» **WHAT TO DO**
Reproduce without any change the lines from the one containing "the gray accent" through the final line below, inclusive.

_____

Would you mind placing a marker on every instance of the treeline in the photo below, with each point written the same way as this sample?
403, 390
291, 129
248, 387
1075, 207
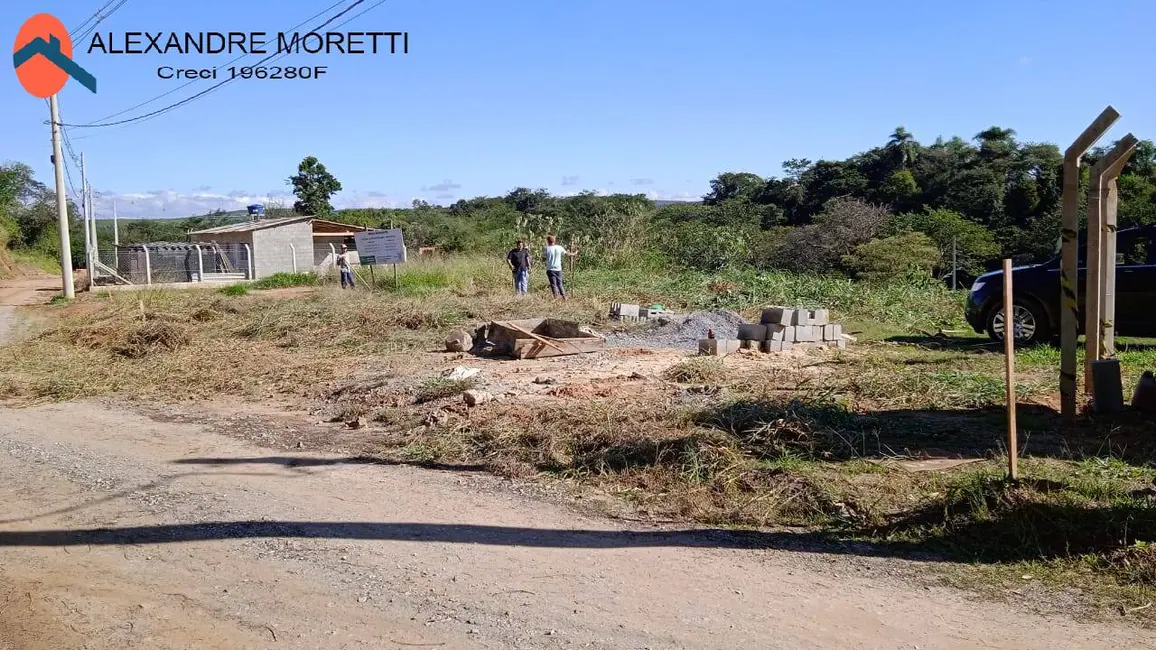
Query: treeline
902, 207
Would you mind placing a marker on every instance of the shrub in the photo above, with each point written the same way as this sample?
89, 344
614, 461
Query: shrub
893, 258
821, 246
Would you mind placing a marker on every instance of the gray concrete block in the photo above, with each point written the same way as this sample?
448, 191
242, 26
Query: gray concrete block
753, 332
1108, 385
718, 347
777, 316
832, 332
780, 332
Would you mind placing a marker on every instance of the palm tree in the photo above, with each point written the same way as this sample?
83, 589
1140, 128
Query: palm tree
903, 147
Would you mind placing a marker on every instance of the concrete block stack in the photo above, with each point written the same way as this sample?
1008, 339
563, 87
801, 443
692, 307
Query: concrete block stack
635, 312
782, 330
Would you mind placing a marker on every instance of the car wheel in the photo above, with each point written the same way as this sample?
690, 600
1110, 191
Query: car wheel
1030, 323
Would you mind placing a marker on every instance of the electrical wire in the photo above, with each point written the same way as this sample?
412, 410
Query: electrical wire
207, 90
95, 14
187, 83
98, 21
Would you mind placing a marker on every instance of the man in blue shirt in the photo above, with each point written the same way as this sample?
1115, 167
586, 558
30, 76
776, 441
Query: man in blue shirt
519, 264
554, 255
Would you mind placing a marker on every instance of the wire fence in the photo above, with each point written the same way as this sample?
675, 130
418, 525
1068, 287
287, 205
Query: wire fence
165, 263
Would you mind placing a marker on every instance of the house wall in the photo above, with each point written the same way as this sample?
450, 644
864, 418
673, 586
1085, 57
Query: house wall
229, 242
272, 252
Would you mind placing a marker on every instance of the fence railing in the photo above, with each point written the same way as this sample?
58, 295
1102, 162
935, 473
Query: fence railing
157, 264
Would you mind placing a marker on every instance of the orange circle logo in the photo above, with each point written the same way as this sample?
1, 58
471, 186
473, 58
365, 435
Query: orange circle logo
37, 73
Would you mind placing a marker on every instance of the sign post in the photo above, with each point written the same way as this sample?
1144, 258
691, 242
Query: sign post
382, 246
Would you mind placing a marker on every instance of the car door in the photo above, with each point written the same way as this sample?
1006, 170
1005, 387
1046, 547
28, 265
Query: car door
1135, 285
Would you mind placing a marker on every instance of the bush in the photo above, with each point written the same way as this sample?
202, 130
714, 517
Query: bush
973, 243
891, 258
821, 248
703, 248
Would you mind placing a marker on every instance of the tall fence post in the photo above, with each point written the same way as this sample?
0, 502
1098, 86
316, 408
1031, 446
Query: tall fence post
1069, 288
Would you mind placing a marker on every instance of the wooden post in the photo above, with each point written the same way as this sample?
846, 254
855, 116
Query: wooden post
1009, 331
1069, 309
1110, 205
1098, 264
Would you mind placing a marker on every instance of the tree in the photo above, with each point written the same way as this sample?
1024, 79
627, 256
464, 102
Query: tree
313, 185
733, 185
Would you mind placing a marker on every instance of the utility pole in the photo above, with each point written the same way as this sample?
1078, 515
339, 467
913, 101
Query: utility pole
58, 162
96, 250
954, 272
83, 209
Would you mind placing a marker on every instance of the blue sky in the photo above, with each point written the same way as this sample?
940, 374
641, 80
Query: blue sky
653, 96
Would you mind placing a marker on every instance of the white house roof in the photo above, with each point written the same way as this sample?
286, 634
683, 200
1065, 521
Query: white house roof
250, 226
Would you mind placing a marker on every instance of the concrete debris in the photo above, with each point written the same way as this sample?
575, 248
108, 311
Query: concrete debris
460, 372
1143, 398
474, 397
782, 330
635, 312
679, 331
459, 340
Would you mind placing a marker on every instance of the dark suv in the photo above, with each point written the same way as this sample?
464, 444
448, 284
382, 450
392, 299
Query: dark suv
1036, 293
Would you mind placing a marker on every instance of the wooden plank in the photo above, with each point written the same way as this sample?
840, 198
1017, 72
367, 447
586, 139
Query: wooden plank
528, 333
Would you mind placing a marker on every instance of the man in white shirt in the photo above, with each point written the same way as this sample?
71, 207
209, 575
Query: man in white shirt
554, 255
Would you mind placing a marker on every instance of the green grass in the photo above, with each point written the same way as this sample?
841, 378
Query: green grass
287, 280
234, 290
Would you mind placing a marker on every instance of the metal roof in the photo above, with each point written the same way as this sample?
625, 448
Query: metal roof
250, 226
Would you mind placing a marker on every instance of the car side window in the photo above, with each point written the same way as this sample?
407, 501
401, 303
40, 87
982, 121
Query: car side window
1135, 251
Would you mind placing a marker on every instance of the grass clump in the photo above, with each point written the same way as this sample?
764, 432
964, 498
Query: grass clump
439, 388
696, 370
234, 290
287, 280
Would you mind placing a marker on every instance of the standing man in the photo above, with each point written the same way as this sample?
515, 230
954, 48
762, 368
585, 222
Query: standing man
554, 255
347, 274
519, 264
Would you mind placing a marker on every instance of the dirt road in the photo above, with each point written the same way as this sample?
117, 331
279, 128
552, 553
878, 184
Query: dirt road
119, 531
22, 292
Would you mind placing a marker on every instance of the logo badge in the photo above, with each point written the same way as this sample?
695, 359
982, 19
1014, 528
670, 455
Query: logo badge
43, 57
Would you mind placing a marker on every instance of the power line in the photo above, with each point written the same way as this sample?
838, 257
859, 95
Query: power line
96, 14
187, 83
99, 20
207, 90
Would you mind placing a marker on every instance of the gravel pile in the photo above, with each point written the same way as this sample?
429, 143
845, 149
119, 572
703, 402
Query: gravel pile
680, 331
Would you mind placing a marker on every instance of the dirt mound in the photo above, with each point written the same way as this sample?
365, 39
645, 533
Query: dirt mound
679, 331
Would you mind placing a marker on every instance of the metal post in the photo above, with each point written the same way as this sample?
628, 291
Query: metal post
1009, 355
83, 209
58, 162
1101, 261
1068, 271
954, 272
116, 239
96, 245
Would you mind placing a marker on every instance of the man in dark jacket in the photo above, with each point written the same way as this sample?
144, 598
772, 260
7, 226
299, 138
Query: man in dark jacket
519, 264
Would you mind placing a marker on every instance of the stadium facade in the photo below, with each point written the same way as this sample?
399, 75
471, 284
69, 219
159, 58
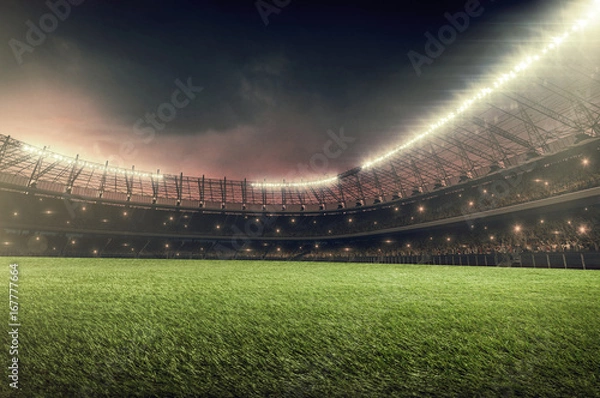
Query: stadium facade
511, 176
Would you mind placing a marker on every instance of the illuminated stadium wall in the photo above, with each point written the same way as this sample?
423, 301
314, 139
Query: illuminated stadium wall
523, 144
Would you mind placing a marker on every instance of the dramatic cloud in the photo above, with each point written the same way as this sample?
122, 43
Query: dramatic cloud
102, 83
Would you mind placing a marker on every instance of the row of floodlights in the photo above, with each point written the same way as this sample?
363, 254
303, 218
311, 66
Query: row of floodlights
479, 95
89, 165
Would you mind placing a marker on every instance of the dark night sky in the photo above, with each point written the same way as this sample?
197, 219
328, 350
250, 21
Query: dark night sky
270, 93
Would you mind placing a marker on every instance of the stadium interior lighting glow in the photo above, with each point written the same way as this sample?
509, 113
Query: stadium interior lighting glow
303, 184
88, 165
554, 43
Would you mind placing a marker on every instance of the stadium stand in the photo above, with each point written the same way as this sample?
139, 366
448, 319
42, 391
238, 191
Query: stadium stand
513, 180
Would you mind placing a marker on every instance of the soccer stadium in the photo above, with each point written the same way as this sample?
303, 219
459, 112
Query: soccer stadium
457, 263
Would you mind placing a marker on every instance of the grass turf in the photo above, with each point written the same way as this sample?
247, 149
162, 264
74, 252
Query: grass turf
104, 327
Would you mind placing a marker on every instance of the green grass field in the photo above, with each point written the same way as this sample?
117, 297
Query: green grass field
118, 328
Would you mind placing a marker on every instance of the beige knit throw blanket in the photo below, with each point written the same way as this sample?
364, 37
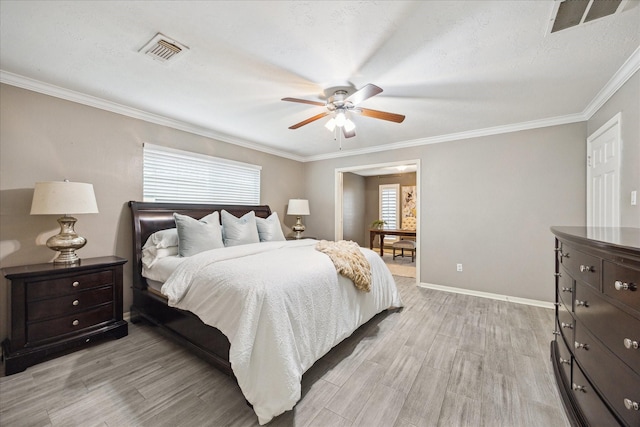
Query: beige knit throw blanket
349, 261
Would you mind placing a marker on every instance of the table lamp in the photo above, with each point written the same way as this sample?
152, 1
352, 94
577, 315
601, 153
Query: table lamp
298, 207
64, 198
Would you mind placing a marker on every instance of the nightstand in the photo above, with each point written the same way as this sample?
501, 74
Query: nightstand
54, 309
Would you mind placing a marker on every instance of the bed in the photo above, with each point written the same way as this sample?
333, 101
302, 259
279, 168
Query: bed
262, 297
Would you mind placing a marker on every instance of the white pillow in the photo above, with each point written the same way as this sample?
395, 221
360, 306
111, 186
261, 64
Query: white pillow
152, 254
163, 239
269, 229
195, 236
239, 231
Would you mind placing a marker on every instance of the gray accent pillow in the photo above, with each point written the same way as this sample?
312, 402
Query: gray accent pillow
269, 229
195, 236
239, 231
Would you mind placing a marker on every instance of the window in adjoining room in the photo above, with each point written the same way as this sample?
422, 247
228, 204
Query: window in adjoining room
177, 176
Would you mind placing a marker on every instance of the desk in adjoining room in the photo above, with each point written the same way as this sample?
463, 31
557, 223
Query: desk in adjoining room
373, 232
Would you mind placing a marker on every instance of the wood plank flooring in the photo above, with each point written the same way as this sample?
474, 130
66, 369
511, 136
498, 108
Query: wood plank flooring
444, 360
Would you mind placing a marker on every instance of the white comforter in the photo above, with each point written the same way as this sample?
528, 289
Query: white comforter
282, 305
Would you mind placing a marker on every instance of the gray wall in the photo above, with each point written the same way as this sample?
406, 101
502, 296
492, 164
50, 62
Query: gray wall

_____

» **SOLVED EXERCISE**
Would you mind placing a marker on every instance of the gray accent pillow in the photo above, with each point written the same way as this sample?
312, 402
Query: gray accent pillow
269, 229
195, 236
239, 231
Would you mind placing a marker on every instance of the window in adjoining room in the photo above, with each point written the same way as this sample?
422, 247
228, 204
Query: window in adjoining room
177, 176
Would you mind placing a marker on every instance of the desk in adjoining room in the photo above, with each point written the same way as this sample?
463, 31
557, 223
Query: desk in adjoining room
373, 232
Would you mind placing a marker on every instance of the wood plank flooring in the photo above, with each point written the same way as this sample?
474, 130
66, 369
511, 136
498, 108
Query: wood plank flooring
444, 360
Would you mind placing a marker on every instance of the white comforter in the photo above, with each point written the same way as this sample?
528, 289
Query: white comforter
282, 305
Would you mind placing a marker on every instance of the gray wall in the photo above, with each point written the same way as this sample?
406, 101
502, 296
492, 164
50, 62
Query: gray wall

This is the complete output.